### Exercise details
Repeat the data word for word and skip the pictures.

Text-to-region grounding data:
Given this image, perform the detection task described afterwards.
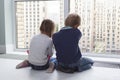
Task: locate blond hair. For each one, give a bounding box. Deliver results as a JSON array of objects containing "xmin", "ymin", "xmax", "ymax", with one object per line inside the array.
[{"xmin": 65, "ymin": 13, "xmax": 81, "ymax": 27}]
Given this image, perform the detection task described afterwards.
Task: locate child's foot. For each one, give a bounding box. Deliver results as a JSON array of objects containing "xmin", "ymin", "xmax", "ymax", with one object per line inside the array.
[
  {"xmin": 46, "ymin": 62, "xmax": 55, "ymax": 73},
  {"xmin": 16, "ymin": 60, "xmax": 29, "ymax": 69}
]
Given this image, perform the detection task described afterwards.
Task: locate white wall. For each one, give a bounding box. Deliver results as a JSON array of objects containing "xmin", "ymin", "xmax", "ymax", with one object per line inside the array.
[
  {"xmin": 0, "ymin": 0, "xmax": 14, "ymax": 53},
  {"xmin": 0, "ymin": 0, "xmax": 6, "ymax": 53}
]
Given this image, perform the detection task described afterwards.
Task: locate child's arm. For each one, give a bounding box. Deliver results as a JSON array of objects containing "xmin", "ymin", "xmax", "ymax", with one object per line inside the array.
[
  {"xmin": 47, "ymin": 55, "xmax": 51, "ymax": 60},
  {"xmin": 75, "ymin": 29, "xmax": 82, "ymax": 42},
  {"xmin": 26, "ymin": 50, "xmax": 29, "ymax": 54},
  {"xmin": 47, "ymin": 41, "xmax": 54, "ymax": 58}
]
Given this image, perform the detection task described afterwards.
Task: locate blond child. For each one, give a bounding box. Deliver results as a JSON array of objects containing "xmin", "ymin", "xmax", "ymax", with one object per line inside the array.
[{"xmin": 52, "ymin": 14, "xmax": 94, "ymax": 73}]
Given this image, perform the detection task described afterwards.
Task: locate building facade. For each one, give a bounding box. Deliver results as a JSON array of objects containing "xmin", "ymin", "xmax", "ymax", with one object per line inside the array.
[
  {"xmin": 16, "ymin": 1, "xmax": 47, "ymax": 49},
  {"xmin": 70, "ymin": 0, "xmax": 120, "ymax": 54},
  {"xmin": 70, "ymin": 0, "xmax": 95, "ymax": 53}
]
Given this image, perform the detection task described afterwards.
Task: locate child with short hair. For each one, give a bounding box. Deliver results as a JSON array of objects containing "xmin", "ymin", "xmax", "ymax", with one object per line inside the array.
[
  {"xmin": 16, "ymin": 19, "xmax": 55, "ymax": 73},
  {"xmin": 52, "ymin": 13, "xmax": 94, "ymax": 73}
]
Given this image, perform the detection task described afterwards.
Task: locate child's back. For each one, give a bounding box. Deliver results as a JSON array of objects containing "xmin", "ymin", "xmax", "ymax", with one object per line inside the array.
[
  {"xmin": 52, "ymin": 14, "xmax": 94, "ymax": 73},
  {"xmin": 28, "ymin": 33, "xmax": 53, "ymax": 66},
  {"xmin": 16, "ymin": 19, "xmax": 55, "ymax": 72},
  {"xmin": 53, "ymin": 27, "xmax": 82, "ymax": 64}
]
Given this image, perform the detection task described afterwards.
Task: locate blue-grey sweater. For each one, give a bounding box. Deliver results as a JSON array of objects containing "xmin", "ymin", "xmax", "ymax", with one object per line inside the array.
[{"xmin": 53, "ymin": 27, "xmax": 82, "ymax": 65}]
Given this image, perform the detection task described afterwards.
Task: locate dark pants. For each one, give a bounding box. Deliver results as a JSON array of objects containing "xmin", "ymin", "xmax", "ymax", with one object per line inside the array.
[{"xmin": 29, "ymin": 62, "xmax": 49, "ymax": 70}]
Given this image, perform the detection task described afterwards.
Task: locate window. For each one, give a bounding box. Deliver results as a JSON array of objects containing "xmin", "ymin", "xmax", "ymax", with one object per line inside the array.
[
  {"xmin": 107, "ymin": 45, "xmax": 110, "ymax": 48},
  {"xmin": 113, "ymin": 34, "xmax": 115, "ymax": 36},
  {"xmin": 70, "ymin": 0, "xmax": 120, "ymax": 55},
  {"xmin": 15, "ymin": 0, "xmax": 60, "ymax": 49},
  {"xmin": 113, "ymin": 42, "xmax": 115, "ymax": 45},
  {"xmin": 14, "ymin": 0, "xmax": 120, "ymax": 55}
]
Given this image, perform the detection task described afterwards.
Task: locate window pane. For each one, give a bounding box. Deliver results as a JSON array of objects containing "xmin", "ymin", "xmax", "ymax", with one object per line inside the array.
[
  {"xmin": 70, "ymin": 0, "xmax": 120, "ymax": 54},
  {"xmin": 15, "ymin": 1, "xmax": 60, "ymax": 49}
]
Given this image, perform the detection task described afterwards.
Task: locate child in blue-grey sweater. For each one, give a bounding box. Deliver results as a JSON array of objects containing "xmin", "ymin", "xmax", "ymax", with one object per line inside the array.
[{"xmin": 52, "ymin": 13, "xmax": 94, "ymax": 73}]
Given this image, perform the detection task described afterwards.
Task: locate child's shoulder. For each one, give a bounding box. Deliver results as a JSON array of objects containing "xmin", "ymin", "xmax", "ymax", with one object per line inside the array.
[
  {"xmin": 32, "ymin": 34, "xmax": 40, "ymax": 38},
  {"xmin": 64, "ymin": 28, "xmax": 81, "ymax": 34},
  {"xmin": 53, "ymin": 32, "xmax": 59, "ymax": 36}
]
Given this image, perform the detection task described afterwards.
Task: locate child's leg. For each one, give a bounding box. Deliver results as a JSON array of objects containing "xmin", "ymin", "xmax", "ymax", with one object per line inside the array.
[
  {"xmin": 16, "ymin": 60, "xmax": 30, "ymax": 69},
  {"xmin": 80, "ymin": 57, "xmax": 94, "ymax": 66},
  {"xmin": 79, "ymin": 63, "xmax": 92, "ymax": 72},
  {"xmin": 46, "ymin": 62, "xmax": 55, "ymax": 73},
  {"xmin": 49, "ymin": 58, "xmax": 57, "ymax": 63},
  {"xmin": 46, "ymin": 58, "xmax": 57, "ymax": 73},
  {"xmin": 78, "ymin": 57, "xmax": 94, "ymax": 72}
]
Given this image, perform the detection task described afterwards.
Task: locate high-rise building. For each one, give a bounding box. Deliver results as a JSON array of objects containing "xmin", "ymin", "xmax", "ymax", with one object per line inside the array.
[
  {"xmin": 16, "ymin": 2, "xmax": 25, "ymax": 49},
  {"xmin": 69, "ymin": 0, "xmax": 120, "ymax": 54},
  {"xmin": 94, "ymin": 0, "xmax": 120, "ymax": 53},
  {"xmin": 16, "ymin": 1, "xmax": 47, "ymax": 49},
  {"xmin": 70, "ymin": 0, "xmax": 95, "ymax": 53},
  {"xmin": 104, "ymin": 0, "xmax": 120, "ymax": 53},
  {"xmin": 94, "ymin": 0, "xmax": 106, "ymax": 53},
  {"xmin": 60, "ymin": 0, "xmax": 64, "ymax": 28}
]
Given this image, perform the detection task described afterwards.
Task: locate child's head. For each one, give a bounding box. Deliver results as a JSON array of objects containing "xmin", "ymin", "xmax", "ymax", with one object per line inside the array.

### Final answer
Given this image, perform the detection task described afterwards.
Task: locate blond hair. For each one, give a bounding box. Deliver results as a JSON array of objects containing "xmin", "ymin", "xmax", "ymax", with one object per line inside the array.
[{"xmin": 65, "ymin": 13, "xmax": 81, "ymax": 27}]
Given this image, perform the detection task described afterwards.
Task: locate child's foot. For each one, give a bounding box. Deliver results as a JSON array of objects containing "xmin", "ymin", "xmax", "ymax", with one object per line inside the array.
[
  {"xmin": 46, "ymin": 62, "xmax": 55, "ymax": 73},
  {"xmin": 16, "ymin": 60, "xmax": 29, "ymax": 69}
]
Given this image, perform the detection task described afterwards.
Task: locate white wall. For each one, give a bounding box. Deliver results as a JSON array of objects containing "xmin", "ymin", "xmax", "ymax", with one object per line inside the array.
[
  {"xmin": 0, "ymin": 0, "xmax": 14, "ymax": 53},
  {"xmin": 0, "ymin": 0, "xmax": 6, "ymax": 53}
]
Given this image, perform the detection task described afterwards.
Task: locate child's arm. For each one, give a bounding box. Deliver results as a JSON array of objects containing "xmin", "ymin", "xmax", "ymax", with one object per line inside the array.
[
  {"xmin": 47, "ymin": 55, "xmax": 51, "ymax": 60},
  {"xmin": 75, "ymin": 29, "xmax": 82, "ymax": 42},
  {"xmin": 26, "ymin": 50, "xmax": 29, "ymax": 54},
  {"xmin": 47, "ymin": 41, "xmax": 54, "ymax": 58}
]
Given this image, perform the detection task described afterwards.
Task: locate blond child. For each one, give a bounding box. Deliver results as a JSON array of objects containing "xmin", "ymin", "xmax", "ymax", with one object per line inside the array.
[{"xmin": 52, "ymin": 14, "xmax": 94, "ymax": 73}]
Given this image, perform the detection task described afterwards.
Task: locate building facade. For each one, give a bounding box. Deliver results as a JSON array of objects containing "xmin", "ymin", "xmax", "ymax", with one object per line inside the array.
[
  {"xmin": 16, "ymin": 1, "xmax": 47, "ymax": 49},
  {"xmin": 70, "ymin": 0, "xmax": 120, "ymax": 54},
  {"xmin": 70, "ymin": 0, "xmax": 95, "ymax": 53}
]
Given this image, perform the detection task described afterwards.
Task: locate child with short hair. For each one, give a bounding box. Deliver results as a JSON array of objects containing "xmin", "ymin", "xmax", "ymax", with one object per line inside the array.
[
  {"xmin": 16, "ymin": 19, "xmax": 55, "ymax": 73},
  {"xmin": 52, "ymin": 13, "xmax": 94, "ymax": 73}
]
Given this image, perform the detection task described afterwards.
Task: locate child's back. For each one, give a bounding box. Deliver results as a JSON array of objects containing "xmin", "ymin", "xmax", "ymax", with one object per line inside the array.
[
  {"xmin": 52, "ymin": 14, "xmax": 94, "ymax": 73},
  {"xmin": 28, "ymin": 33, "xmax": 53, "ymax": 66},
  {"xmin": 16, "ymin": 19, "xmax": 55, "ymax": 72},
  {"xmin": 53, "ymin": 27, "xmax": 82, "ymax": 64}
]
Given this image, perform the detection task described afterwards.
Task: locate blue-grey sweater. For each one, give a bounding box. Deliver results as a JSON array of objects containing "xmin", "ymin", "xmax", "ymax", with one object per line inside the array.
[{"xmin": 53, "ymin": 27, "xmax": 82, "ymax": 65}]
Given this image, perform the detection task described afterwards.
Task: locate dark pants. For each one, give a bounding box. Deliver results as a JSON array of objects containing "xmin", "ymin", "xmax", "ymax", with one object per line inside the array.
[{"xmin": 29, "ymin": 62, "xmax": 49, "ymax": 70}]
Given this image, perform the detection task described afterwards.
Task: locate window. For each one, give a bounding box. Deliver results as a JSON array of objects containing "xmin", "ymin", "xmax", "ymax", with one object per line inside the array.
[
  {"xmin": 107, "ymin": 45, "xmax": 110, "ymax": 48},
  {"xmin": 113, "ymin": 34, "xmax": 115, "ymax": 36},
  {"xmin": 70, "ymin": 0, "xmax": 120, "ymax": 55},
  {"xmin": 15, "ymin": 0, "xmax": 60, "ymax": 49},
  {"xmin": 113, "ymin": 42, "xmax": 115, "ymax": 45},
  {"xmin": 14, "ymin": 0, "xmax": 120, "ymax": 55}
]
Given this image, perform the detection task described afterwards.
Task: locate window pane. For each one, give a bounding box. Deliver results as a JSON array of objects containing "xmin", "ymin", "xmax", "ymax", with one object per line inside the array.
[
  {"xmin": 70, "ymin": 0, "xmax": 120, "ymax": 54},
  {"xmin": 15, "ymin": 1, "xmax": 60, "ymax": 49}
]
Given this image, perform the detection task described afterwards.
Task: locate child in blue-grey sweater. For each one, give a bounding box. Deliver results as a JSON array of objects containing "xmin", "ymin", "xmax", "ymax", with one object per line inside the array.
[{"xmin": 52, "ymin": 13, "xmax": 94, "ymax": 73}]
Given this image, perform the detection task described afterwards.
Task: locate child's shoulder. For each one, give a bounding box. Deliver results as a JSON array of objects containing "xmin", "ymin", "xmax", "ymax", with one object per line inside the array.
[
  {"xmin": 32, "ymin": 34, "xmax": 40, "ymax": 38},
  {"xmin": 64, "ymin": 28, "xmax": 81, "ymax": 34},
  {"xmin": 53, "ymin": 32, "xmax": 59, "ymax": 36}
]
Given this image, perform the detection task described afterwards.
Task: locate child's leg. For each one, give a bounding box. Deliver results as a JSON array of objects containing "xmin", "ymin", "xmax", "ymax", with one object per line inside the array.
[
  {"xmin": 16, "ymin": 60, "xmax": 30, "ymax": 69},
  {"xmin": 80, "ymin": 57, "xmax": 94, "ymax": 66},
  {"xmin": 79, "ymin": 63, "xmax": 92, "ymax": 72},
  {"xmin": 46, "ymin": 62, "xmax": 55, "ymax": 73},
  {"xmin": 49, "ymin": 58, "xmax": 57, "ymax": 63},
  {"xmin": 46, "ymin": 58, "xmax": 57, "ymax": 73},
  {"xmin": 78, "ymin": 57, "xmax": 94, "ymax": 72}
]
Given this image, perform the detection task described afterwards.
Task: locate high-rise building. For each one, give a bounding box. Deliver results as a JSON array of objects containing "xmin", "ymin", "xmax", "ymax", with one object per line inside the array.
[
  {"xmin": 16, "ymin": 2, "xmax": 25, "ymax": 49},
  {"xmin": 69, "ymin": 0, "xmax": 120, "ymax": 54},
  {"xmin": 94, "ymin": 0, "xmax": 120, "ymax": 53},
  {"xmin": 16, "ymin": 1, "xmax": 47, "ymax": 49},
  {"xmin": 70, "ymin": 0, "xmax": 95, "ymax": 53},
  {"xmin": 104, "ymin": 0, "xmax": 120, "ymax": 53},
  {"xmin": 94, "ymin": 0, "xmax": 106, "ymax": 53},
  {"xmin": 60, "ymin": 0, "xmax": 64, "ymax": 28}
]
Given this image, perform the detection task described afterwards.
Task: locate child's head. For each one, give a bounding box. Deliver results as a JSON array of objects containing "xmin", "ymin", "xmax", "ymax", with one object per line inside the array.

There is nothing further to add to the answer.